WHAT YOU WILL DO> Report every line of the records below that contains the word "concrete", copying each such line in full.

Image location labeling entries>
>> Begin
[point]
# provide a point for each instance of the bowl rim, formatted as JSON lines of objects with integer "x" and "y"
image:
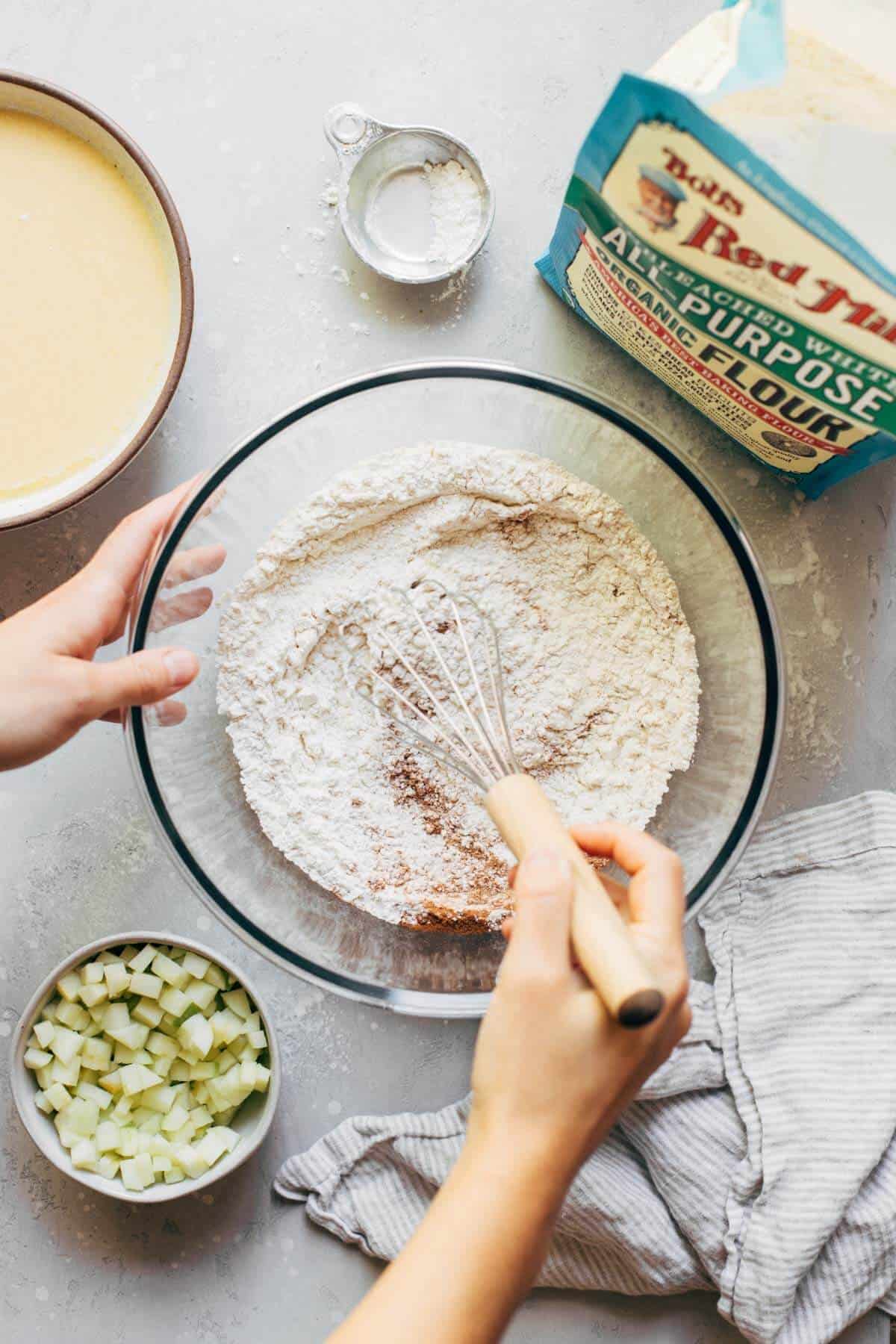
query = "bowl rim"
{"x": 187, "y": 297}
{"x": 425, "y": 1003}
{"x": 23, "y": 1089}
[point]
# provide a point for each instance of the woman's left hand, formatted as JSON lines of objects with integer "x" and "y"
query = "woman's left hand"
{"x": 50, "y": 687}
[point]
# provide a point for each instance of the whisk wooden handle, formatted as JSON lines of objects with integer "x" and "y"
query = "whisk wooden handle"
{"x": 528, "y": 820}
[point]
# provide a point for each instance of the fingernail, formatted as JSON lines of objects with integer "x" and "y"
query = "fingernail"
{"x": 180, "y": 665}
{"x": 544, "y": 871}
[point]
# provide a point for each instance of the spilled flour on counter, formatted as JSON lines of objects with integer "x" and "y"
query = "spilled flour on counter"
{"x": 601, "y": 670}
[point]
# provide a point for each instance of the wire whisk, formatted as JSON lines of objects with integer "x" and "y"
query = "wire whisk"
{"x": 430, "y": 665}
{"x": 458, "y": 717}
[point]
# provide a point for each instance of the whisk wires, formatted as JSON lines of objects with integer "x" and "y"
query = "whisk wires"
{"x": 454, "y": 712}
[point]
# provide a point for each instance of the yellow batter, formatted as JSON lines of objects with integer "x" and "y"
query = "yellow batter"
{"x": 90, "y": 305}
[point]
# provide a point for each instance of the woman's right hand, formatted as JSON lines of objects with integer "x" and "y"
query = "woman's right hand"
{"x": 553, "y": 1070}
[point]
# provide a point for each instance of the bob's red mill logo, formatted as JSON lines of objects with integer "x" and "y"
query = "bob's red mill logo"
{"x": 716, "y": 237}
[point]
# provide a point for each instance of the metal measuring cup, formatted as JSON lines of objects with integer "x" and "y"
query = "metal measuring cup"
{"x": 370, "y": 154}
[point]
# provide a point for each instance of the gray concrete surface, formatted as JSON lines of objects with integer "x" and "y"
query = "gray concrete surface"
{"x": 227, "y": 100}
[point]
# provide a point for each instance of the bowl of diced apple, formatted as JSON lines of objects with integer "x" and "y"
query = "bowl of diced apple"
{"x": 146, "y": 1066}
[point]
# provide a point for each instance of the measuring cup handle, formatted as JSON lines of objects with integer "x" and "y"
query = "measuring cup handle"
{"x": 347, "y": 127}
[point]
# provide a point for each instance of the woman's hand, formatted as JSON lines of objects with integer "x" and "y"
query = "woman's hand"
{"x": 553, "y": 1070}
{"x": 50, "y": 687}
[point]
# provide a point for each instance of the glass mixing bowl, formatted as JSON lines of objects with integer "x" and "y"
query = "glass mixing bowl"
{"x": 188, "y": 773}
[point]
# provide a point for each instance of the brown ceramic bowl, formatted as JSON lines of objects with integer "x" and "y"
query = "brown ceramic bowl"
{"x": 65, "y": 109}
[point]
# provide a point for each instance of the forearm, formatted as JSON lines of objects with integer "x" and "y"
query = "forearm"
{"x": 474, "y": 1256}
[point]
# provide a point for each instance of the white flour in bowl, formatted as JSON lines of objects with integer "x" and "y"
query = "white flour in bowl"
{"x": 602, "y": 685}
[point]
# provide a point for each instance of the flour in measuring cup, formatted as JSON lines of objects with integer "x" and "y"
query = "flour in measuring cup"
>> End
OUTPUT>
# provide a point for each instance of the gray concrete surface, formatted as JSON lines of objects with integer "x" and "y"
query = "gray concrete surface"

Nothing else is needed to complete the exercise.